━━━ EXTRACTED TEXT

Sukiya Living Magazine (JOJG)

Japanese Plants

The plant palette seen in Japanese gardens is typically very limited.  It is quite common for a garden to be composed of only a dozen or so different plant types.  Surprisingly, this limited palette does not seem to curtail the beauty of a Japanese garden.  To the contrary, the smaller number of colors and textures enhances a feeling of unification and harmony.

In nearly every case, the key to a successful Japanese garden lies, not in the plant itself, but in what the gardener does with the plant.  With this in mind, pruning and garden layout are generally considered more important than plant selection.

The majority of plants used in Japanese gardens are evergreen trees and shrubs.  This emphasis on evergreen material is related to the goal of creating four-season beauty.  Deciduous plants such as Japanese maples are sometimes used as accents.  Herbaceous annuals and perennials are rarely used except as minor grace notes.

While Japanese gardens are not known for their flowers, they do employ flowering trees and shrubs.  Azaleas, in particular, are common and seen in nearly every garden in Japan.

Some, but not all, Japanese gardens display plants that may feel somewhat exotic to Westerners.  These would include bamboo, moss, and carefully-pruned pine trees.

━━━━━━
━━━ DATASET

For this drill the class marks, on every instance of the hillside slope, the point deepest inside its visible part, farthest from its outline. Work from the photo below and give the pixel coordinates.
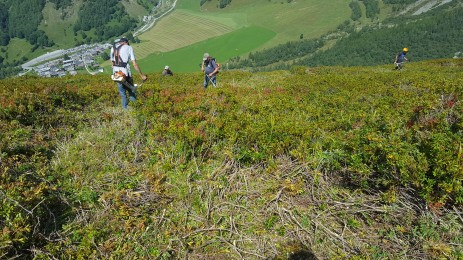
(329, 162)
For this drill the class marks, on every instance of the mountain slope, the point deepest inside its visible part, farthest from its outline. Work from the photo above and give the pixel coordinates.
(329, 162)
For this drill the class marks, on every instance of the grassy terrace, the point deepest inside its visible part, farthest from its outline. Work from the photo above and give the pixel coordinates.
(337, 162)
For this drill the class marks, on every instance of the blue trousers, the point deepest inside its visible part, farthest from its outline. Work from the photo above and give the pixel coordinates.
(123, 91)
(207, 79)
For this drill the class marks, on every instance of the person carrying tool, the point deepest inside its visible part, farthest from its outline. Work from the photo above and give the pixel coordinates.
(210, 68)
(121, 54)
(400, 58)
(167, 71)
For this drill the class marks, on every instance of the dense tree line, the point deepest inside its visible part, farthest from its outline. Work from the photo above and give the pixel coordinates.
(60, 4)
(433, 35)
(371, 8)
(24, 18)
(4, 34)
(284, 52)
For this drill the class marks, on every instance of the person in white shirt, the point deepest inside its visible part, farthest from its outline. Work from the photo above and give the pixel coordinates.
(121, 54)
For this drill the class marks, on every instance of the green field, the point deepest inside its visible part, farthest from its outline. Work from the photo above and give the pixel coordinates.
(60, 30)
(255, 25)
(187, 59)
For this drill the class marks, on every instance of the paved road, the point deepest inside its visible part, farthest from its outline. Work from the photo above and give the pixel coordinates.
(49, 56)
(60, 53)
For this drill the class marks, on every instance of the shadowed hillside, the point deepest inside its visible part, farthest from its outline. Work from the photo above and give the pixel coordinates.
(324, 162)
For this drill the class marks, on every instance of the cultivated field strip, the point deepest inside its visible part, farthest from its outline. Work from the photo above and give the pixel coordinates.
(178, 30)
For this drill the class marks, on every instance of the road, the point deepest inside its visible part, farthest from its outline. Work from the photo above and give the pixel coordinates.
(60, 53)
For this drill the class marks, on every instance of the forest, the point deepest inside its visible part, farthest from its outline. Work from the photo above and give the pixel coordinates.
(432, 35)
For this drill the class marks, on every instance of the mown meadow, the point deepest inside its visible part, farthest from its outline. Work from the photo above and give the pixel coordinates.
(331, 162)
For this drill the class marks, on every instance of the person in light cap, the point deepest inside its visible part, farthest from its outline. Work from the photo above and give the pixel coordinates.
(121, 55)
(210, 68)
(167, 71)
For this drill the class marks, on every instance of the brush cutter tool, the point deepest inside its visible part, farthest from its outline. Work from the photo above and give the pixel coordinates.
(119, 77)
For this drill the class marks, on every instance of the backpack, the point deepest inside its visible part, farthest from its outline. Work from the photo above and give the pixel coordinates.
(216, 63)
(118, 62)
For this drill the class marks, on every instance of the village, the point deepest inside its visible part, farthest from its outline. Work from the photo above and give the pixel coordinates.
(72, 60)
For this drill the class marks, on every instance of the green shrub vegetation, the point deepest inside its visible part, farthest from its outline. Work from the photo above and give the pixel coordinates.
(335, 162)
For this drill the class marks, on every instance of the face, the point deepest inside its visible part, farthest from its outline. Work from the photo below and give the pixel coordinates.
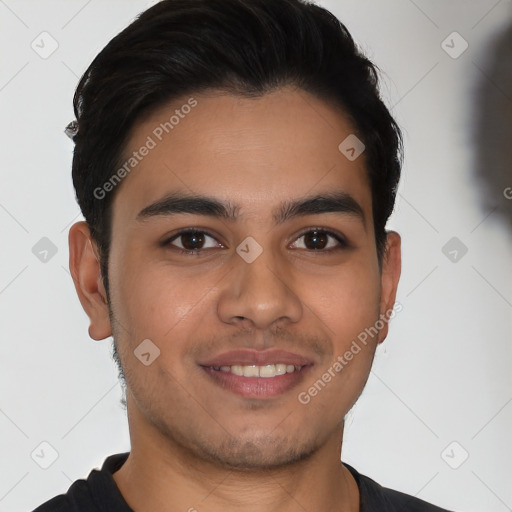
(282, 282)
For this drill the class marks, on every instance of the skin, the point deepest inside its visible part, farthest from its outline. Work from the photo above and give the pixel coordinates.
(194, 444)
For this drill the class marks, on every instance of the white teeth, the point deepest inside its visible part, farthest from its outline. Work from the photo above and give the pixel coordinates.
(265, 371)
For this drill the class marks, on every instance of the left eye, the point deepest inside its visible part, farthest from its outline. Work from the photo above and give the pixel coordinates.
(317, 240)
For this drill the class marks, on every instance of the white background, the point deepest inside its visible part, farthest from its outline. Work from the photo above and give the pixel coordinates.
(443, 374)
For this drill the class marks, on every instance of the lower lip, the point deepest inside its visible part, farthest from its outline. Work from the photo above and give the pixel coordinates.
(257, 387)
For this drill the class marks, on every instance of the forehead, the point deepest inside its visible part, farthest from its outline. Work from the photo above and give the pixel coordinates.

━━━━━━
━━━ DATASET

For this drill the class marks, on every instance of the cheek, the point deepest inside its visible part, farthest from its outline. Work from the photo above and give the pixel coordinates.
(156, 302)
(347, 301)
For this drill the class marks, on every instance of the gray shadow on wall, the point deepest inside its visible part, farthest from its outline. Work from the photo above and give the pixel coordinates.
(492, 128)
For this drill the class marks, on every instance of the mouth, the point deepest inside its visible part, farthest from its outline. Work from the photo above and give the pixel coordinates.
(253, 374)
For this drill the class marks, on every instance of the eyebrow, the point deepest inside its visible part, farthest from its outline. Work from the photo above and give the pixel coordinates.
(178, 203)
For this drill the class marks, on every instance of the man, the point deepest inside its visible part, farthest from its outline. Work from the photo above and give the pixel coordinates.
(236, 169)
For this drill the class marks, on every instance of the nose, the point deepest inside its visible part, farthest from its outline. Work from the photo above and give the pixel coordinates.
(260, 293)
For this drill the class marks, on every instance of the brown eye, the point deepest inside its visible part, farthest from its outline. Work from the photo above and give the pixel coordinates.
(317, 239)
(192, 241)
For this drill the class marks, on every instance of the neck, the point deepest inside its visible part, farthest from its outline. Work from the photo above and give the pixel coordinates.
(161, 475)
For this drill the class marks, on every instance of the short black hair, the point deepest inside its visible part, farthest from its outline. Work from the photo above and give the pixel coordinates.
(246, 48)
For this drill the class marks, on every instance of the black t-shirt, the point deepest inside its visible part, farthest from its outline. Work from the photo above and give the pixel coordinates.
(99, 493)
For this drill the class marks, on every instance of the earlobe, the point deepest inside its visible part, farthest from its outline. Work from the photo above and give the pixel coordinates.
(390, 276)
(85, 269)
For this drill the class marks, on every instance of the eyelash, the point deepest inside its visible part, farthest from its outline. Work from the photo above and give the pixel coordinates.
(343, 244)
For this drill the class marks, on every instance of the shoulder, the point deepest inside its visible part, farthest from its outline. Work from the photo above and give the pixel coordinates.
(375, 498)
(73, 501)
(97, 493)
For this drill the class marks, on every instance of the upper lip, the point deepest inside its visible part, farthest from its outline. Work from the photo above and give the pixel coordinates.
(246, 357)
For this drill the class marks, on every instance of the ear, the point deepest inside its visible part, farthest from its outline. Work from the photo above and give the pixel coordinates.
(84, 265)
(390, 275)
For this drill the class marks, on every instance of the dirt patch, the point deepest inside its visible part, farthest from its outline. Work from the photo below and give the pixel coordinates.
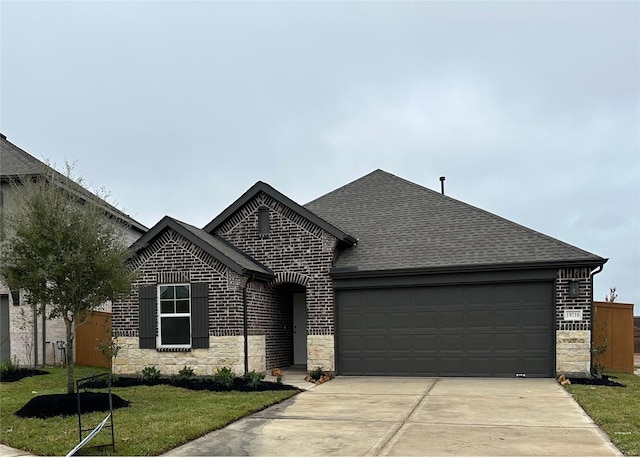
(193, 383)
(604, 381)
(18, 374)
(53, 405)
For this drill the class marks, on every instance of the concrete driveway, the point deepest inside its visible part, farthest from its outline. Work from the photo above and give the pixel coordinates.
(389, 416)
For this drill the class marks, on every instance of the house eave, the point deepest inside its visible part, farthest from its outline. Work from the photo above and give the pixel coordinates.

━━━━━━
━━━ DATASET

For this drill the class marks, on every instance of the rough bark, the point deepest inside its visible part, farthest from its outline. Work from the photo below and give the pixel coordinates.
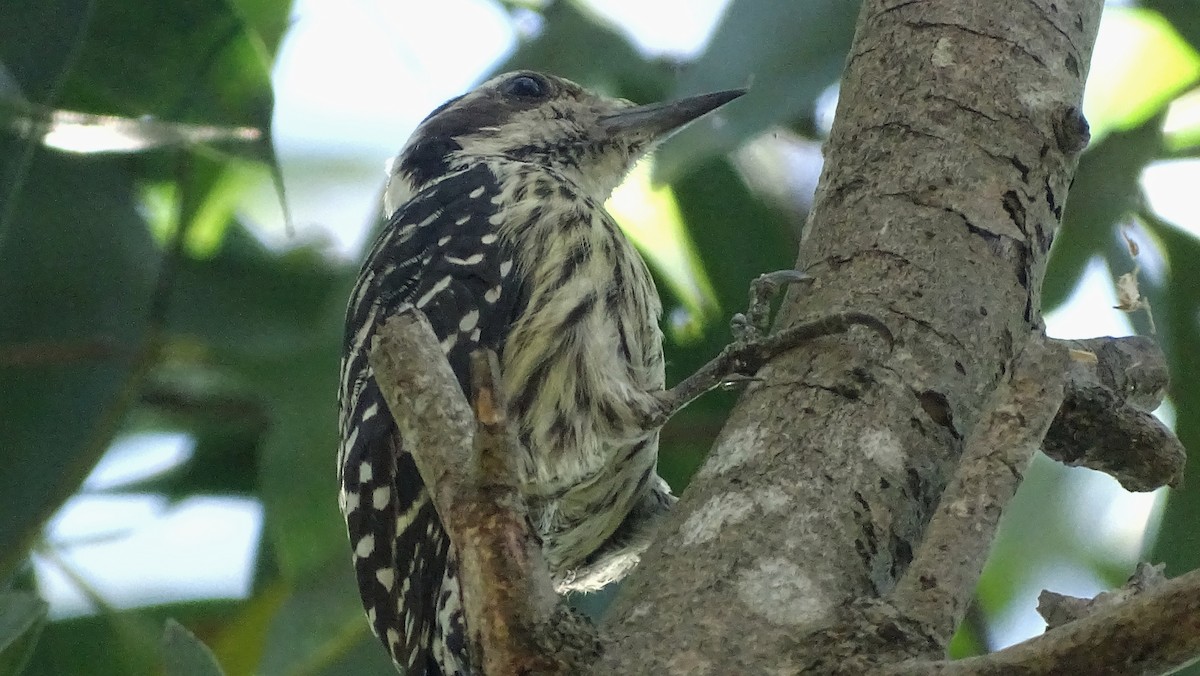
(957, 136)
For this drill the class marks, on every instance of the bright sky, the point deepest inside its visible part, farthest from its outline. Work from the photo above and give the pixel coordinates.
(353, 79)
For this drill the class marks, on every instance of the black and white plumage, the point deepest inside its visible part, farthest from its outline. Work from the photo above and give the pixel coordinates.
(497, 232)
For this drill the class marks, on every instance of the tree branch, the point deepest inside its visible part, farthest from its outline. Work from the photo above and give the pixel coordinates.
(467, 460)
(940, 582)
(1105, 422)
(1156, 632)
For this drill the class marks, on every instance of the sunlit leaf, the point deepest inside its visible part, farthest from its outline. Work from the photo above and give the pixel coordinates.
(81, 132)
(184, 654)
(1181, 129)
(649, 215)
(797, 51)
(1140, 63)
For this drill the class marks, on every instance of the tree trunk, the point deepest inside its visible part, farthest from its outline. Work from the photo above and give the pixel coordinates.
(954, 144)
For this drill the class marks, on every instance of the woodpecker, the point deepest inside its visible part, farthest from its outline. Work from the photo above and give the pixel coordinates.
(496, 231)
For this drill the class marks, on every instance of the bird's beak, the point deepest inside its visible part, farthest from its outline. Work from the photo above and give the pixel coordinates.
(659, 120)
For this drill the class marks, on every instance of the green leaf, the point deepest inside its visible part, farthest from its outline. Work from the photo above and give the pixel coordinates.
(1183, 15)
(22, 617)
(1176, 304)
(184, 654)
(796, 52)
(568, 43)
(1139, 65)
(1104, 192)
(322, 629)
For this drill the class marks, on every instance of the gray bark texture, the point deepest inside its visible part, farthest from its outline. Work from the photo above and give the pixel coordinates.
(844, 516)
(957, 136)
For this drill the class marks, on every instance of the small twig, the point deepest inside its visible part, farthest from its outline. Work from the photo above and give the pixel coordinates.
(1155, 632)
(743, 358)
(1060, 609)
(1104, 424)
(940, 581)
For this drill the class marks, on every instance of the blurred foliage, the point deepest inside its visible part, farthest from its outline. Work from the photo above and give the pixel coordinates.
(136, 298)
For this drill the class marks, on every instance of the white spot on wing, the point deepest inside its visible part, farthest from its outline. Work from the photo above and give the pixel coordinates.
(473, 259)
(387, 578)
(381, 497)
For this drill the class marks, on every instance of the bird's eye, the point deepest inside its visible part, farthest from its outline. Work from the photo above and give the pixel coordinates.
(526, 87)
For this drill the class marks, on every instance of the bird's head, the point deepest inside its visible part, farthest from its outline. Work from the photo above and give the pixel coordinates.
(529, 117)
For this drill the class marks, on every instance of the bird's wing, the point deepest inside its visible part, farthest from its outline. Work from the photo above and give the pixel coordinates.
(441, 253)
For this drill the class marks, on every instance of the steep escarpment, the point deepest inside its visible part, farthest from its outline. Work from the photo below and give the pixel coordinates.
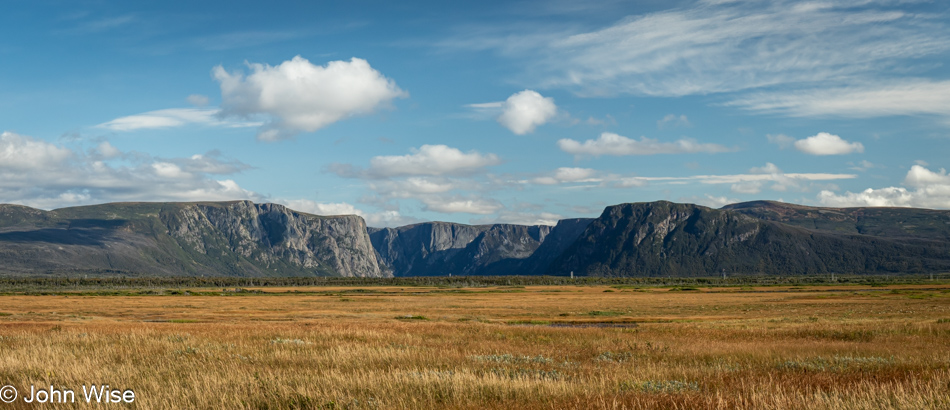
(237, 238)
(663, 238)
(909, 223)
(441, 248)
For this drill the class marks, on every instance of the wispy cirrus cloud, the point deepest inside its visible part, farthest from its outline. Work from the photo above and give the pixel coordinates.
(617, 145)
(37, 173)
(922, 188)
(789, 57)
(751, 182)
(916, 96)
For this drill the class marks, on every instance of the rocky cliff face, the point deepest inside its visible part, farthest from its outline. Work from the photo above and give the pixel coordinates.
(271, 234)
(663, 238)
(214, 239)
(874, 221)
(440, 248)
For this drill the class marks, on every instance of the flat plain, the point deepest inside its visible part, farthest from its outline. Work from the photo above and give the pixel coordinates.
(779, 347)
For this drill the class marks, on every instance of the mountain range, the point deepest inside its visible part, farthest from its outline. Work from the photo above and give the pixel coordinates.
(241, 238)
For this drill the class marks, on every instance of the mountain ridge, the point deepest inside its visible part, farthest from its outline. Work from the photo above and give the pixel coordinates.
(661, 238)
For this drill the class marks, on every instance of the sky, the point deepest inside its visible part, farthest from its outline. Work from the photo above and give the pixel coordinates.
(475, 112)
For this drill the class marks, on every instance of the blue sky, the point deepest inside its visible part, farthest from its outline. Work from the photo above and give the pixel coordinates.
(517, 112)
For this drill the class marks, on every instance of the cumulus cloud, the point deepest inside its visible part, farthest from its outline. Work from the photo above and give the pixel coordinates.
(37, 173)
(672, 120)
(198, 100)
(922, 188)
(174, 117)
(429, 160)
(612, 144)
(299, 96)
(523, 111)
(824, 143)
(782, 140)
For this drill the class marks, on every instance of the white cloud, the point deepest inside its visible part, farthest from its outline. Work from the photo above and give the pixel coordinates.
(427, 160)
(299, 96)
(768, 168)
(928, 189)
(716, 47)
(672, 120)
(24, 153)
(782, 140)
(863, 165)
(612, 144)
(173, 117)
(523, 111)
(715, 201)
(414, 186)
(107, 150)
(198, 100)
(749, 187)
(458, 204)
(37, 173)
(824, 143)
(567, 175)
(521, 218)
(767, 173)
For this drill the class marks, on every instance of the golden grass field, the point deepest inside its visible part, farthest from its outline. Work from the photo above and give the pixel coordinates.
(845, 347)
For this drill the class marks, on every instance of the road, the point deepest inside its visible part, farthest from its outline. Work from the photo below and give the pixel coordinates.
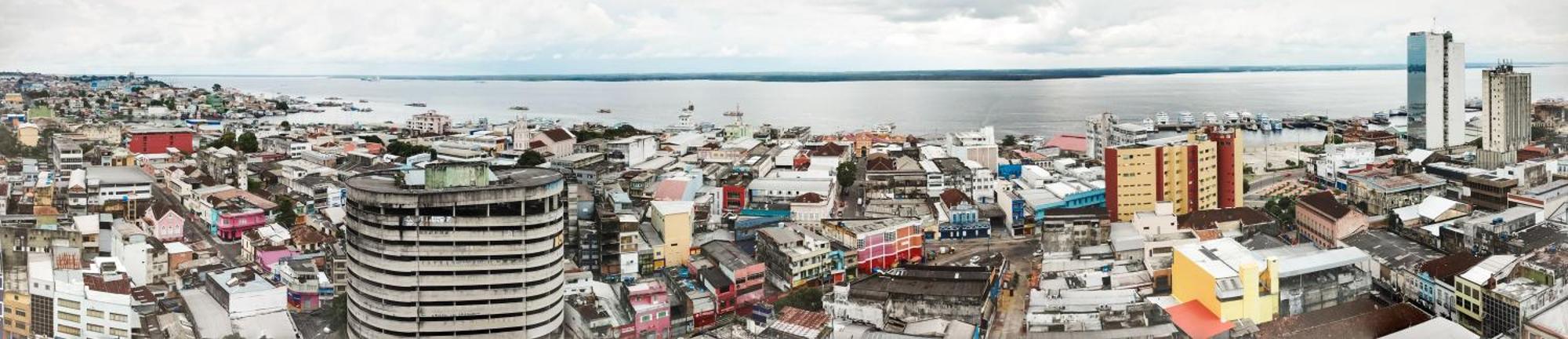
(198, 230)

━━━━━━

» **GOALS**:
a) Print the part of the text on Japanese garden plants that opens with the words containing "Some, but not" and closes with "carefully-pruned pine trees.".
b) Carry on the text on Japanese garden plants from its final sentence, keeping its tone and style.

» **REPLIES**:
a)
Some, but not all, Japanese gardens display plants that may feel somewhat exotic to Westerners.  These would include bamboo, moss, and carefully-pruned pine trees.

b)
Sukiya Living Magazine (JOJG) runs regular "plant" articles about many different species including the plants mentioned above.  Here are some of the general categories:


AZALEAS   Some experienced gardeners feel that azaleas, while often overlooked, are actually the single most important plant in Japanese gardens.

PINES   There is no doubt that the 2-needled pine is the "king" of Japanese garden specimen trees.

BAMBOO   Often used as an accent, bamboo is a fascinating element in many Japanese gardens.

JAPANESE MAPLES   In Japan, the regular green species tree, Acer palmatum, is far more popular than colorful cultivars.

FLOWERING TREES & SHRUBS   Contrary to Western belief, the Japanese people actually love flowers.  Instead of planting herbaceous plants they tend to enjoy the seasonal bloom of woody trees and shrubs.

MOSS   Moss grows abundantly in many parts of Japan.  Known as koke in Japanese, it is a ground cover that is commonly seen in Japanese gardens.  Some gardens in Japan have even been created around the moss theme and can be accurately described as "moss gardens."  Read these articles to learn more.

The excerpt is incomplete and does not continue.